TASK OBJECTIVE: Continue the article on rolling out AI tools and managing the change, picking up after its final sentence.

READING TEXT:
Written by Brian Donovan | May 14, 2026 7:13:30 AM

Jenny Fernandez and Noam Bar-Lev open a recent Fast Company piece (February 2026) with this scene.

Dana had eight months to roll out AI tools to the marketing, sales, and customer success teams at a global B2B firm.

Legal had signed off. PR had signed off. Training was launched. The dashboards turned green.

The real work was happening somewhere else.

When deadlines hit, some of her teams tried the new tools for a short while, then went back to what they knew. Others clicked through the system just enough to keep the metrics green, while doing the real work on outside platforms that did the job faster and matched their actual processes.

The training had been completed. The behaviour hadn’t changed.

The line she used: “We didn’t have a resistance problem. We had a design problem.”

This pattern is not unique to her. BearingPoint’s 2025 study of 300+ managers across Europe and the US tells you why this keeps happening: 64% of organisations provide AI training. Only 35% have a structured change management programme to go with it.

Training teaches the tool. Nothing teaches the change.

RECORD EXTRACTS:
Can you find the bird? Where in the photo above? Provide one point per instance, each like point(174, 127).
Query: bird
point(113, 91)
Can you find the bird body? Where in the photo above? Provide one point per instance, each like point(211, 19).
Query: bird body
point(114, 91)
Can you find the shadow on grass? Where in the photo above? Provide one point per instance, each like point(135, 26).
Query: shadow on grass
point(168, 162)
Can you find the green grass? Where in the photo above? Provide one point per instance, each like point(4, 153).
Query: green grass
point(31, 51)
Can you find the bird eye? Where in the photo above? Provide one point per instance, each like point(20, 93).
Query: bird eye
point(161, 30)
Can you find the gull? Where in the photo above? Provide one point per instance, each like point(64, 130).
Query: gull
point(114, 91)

ANSWER TO THE TASK:
The instinct is to read this as an argument for more change management. It isn’t. Even structured change programmes fail when the layer that has to execute them is being squeezed from both directions. Same delivery targets, more uncertainty, no added capacity. Middle managers have always carried the weight of transformation. AI made the weight heavier and the support thinner at the same time.

The gap that decides whether the rollout works isn’t technical. It’s the capacity of leaders to move people through a change with no instruction manual yet. To hold the discomfort without flinching. To translate a strategic mandate into workflow choices that survive contact with Tuesday morning.

That leadership capability has a name. It isn’t authority. It’s influence. The operational kind. The ability to shift behaviour in people who don’t report to you.

The question worth asking before adding another initiative is where you currently sit on that capacity.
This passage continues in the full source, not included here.